Extract to read:
I have at times dabbled in playing 2048. While, I was never very good at the game, it struck me as a game that could be played purely algorthimically more so than any other games. So when I decided that I would like to teach myself neural networks and reinforcement learning, it seemed to me to be the ideal game to utilize as an avenue for creating a reinforcement learning algorthimn.
2048 is a game where one is presented with a four by four grid of cells. Within each cell a number can appear either two or four. One can swipe, moving all of the cells in the direction swiped. When two of the same number collide, they combine, adding themselves resulting in only one number occupying one cell. Combining these larger and larger numbers while ensuring that one does not run out of moves is the main game loop.
In order to create this game, I utilized the library Pygame to handle the main game loop and inputs while pandas would be used for its dataframes. The heart of the game is the gameboard which is a four by four dataframe containing the number of the tile within each cell. Upon initializing the game, Pygame, utilizes this dataframe to determine which graphic should be displayed within the four by four grid. The color of the tile is likewise modified based upon the picture pulling from a dictionary which defined up to a number so large I presumed no human that would play my game would ever get to. Pressing one of the keys will determine the range and step of the iteration based upon the key pressed. With this information it will then move the values in the desired direction until they have either hit a wall or a different value. There is then a seperate check to see if any values which are adjascent in that direction are identicle, where upon they are merged.
The AI receives as its input from sixteen inputs into the first layer utilizing ReLU activation. This is a flattened version of the gameboard where each of the input values represents a tile on the gameboard. This is passed through a middle linear layer again utilizing ReLU activation before it is outputed to four values using the raw Q-values to determine the direction in which the AI will move the board.

Explore the material:
A. From the write-up about the 2048 project, list each stage of the AI's network in order, with what the text says about that stage.
B. Extract from the write-up about the 2048 project the passage that opens with the words containing "The AI receives" and closes with "move the board.".
Answer using only the write-up about the 2048 project, drawing on nothing outside it.

Saved data entries
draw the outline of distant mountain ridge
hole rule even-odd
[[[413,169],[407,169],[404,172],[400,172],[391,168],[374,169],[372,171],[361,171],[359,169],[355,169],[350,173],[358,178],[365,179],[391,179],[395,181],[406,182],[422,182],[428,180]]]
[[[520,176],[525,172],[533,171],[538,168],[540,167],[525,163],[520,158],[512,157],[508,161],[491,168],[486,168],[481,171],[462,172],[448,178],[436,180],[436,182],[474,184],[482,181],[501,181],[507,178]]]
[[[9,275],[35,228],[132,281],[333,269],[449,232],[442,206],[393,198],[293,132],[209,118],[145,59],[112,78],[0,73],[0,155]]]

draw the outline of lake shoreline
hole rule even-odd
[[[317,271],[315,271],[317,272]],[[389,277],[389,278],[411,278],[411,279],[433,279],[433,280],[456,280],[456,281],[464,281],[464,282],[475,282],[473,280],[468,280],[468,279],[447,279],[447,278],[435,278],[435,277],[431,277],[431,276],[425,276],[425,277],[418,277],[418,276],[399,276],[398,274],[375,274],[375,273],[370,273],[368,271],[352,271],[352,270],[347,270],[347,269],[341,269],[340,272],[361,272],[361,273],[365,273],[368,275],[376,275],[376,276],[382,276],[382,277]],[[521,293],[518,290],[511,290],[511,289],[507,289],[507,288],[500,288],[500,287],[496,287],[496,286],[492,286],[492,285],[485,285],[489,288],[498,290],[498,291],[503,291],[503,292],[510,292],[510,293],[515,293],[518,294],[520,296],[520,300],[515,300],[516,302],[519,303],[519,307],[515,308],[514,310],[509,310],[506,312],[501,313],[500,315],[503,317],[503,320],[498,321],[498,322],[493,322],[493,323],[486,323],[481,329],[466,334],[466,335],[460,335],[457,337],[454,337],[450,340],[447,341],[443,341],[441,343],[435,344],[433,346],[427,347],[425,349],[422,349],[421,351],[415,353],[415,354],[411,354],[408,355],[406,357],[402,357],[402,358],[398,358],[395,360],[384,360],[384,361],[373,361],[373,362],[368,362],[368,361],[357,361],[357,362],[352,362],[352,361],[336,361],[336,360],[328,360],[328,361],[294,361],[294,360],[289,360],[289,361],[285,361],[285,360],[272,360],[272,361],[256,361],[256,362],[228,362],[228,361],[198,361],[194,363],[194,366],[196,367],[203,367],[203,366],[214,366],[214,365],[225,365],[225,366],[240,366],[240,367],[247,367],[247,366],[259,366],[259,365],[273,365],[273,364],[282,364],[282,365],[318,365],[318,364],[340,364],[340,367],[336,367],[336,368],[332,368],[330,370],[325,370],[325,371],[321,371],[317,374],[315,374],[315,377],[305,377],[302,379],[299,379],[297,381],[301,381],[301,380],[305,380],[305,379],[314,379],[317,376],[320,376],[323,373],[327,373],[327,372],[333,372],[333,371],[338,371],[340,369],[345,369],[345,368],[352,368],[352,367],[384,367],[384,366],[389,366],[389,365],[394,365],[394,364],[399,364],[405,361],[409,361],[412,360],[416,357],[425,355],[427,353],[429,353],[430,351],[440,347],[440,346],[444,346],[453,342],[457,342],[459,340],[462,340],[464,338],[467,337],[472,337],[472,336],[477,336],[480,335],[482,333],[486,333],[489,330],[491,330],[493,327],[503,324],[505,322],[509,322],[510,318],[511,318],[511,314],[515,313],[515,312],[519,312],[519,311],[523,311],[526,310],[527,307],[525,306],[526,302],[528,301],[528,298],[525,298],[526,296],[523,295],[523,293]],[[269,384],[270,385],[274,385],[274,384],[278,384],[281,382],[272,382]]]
...
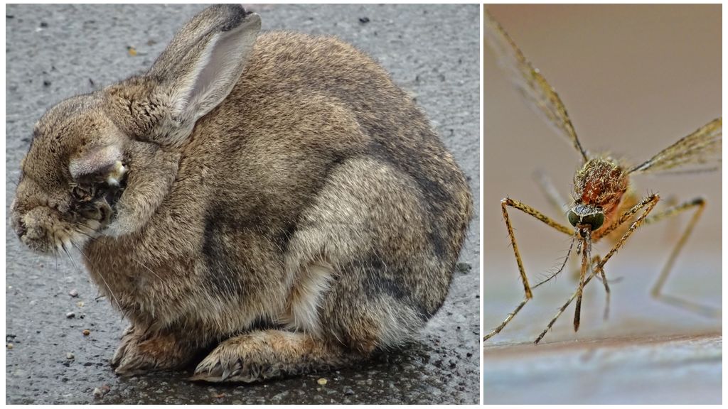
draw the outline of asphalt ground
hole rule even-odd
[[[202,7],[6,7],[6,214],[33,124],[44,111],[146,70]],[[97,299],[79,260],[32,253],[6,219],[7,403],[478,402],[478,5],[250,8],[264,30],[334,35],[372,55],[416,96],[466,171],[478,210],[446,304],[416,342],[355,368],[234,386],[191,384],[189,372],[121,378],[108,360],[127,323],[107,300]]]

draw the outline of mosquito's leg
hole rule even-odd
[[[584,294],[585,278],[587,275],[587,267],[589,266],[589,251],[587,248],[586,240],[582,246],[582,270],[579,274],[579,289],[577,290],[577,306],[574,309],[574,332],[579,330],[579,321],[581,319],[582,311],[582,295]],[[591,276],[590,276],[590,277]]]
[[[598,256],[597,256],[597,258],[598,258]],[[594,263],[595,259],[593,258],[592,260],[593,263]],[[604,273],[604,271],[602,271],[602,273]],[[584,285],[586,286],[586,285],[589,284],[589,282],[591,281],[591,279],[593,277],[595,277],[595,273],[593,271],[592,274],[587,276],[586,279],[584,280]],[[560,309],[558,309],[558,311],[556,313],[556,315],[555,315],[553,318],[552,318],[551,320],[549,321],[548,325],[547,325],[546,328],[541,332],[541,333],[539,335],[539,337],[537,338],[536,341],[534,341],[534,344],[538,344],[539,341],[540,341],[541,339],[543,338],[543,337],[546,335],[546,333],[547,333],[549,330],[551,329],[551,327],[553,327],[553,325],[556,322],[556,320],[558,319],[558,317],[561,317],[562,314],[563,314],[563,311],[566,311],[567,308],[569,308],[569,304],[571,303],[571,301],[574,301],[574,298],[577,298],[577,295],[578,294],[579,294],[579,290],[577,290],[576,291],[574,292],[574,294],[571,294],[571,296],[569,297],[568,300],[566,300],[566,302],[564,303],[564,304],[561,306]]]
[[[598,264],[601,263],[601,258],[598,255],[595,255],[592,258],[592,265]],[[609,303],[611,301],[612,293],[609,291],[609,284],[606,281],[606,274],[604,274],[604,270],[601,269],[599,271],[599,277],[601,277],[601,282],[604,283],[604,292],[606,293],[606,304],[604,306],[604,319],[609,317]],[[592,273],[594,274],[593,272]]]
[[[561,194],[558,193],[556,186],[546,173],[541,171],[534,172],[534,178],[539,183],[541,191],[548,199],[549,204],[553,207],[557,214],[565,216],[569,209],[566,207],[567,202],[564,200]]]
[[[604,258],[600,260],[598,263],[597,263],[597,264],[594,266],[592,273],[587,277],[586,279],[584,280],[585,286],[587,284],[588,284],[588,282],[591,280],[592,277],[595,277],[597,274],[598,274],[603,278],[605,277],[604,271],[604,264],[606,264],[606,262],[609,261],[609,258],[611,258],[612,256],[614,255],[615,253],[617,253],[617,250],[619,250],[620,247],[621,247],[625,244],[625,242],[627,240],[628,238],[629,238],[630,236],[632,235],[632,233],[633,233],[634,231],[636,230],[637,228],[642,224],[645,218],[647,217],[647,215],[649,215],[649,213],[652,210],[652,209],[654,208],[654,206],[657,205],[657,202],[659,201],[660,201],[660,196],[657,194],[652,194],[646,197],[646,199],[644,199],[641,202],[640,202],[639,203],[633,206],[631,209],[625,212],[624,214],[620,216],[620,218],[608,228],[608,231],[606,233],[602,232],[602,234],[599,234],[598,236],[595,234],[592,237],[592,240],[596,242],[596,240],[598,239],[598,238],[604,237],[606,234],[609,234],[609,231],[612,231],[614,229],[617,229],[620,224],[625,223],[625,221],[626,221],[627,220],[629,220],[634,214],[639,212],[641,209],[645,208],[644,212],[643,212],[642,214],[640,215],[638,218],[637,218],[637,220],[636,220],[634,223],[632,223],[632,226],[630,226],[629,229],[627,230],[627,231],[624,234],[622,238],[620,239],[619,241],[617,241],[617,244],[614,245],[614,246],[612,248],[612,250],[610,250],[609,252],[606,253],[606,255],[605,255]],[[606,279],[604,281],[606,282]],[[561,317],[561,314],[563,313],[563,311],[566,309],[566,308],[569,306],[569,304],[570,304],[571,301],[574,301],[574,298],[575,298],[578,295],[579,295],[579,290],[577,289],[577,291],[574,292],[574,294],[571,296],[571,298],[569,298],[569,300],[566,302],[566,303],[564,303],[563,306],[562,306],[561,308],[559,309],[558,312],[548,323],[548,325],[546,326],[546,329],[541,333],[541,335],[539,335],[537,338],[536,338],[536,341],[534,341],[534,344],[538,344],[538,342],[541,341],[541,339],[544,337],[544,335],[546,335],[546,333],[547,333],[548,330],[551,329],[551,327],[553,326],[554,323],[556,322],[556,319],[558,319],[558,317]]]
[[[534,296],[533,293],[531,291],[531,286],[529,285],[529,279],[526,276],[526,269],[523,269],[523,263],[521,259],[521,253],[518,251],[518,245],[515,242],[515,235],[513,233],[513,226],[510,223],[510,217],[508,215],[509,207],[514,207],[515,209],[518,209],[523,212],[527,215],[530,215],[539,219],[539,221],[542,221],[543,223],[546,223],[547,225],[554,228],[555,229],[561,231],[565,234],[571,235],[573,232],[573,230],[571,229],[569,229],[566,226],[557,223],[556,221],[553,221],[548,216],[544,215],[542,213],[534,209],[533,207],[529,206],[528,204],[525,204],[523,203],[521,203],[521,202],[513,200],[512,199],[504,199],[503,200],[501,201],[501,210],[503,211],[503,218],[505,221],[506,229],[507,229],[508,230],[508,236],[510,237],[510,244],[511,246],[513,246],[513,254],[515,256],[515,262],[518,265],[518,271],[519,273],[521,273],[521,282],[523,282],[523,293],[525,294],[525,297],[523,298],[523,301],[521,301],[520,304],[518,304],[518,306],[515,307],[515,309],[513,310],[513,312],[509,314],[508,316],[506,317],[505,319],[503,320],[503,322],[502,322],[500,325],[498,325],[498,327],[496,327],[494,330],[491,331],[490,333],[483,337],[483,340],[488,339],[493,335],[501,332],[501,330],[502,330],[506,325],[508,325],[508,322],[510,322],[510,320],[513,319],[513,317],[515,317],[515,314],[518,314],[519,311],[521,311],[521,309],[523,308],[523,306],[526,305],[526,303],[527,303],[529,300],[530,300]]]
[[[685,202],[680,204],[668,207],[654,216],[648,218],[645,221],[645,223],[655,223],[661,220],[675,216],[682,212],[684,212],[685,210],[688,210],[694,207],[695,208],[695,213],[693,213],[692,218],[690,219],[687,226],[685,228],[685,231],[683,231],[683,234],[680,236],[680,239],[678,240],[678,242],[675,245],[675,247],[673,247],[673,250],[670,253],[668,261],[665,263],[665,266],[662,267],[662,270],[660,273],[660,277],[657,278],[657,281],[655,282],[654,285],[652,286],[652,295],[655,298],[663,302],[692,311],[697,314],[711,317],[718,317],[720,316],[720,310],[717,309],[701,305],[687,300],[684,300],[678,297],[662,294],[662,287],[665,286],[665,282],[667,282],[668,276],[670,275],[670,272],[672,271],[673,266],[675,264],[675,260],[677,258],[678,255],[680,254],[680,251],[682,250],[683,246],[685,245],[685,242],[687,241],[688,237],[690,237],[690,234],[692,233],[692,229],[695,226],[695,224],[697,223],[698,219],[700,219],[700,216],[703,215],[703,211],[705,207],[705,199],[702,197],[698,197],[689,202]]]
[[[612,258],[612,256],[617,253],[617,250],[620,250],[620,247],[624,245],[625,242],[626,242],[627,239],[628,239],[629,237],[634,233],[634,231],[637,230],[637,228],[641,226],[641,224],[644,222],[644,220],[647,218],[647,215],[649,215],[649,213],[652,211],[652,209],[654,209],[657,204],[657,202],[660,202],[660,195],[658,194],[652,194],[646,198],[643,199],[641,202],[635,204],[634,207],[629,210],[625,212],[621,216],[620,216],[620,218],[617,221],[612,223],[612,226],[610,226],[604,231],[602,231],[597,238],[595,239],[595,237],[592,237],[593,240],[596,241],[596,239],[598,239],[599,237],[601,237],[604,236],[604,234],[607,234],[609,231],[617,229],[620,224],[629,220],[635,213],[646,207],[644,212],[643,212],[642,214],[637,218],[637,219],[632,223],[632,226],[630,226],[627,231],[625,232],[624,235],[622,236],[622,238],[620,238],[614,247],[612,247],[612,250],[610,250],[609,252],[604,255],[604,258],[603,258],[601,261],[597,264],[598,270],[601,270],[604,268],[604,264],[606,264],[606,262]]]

Per-task outputs:
A.
- First layer: takes sixteen inputs, a flattened version of the gameboard in which each input value represents one tile, and uses ReLU activation.
- Middle layer: a linear layer that also uses ReLU activation.
- Output: four values whose raw Q-values determine the direction in which the AI moves the board.

B.
The AI receives as its input from sixteen inputs into the first layer utilizing ReLU activation. This is a flattened version of the gameboard where each of the input values represents a tile on the gameboard. This is passed through a middle linear layer again utilizing ReLU activation before it is outputed to four values using the raw Q-values to determine the direction in which the AI will move the board.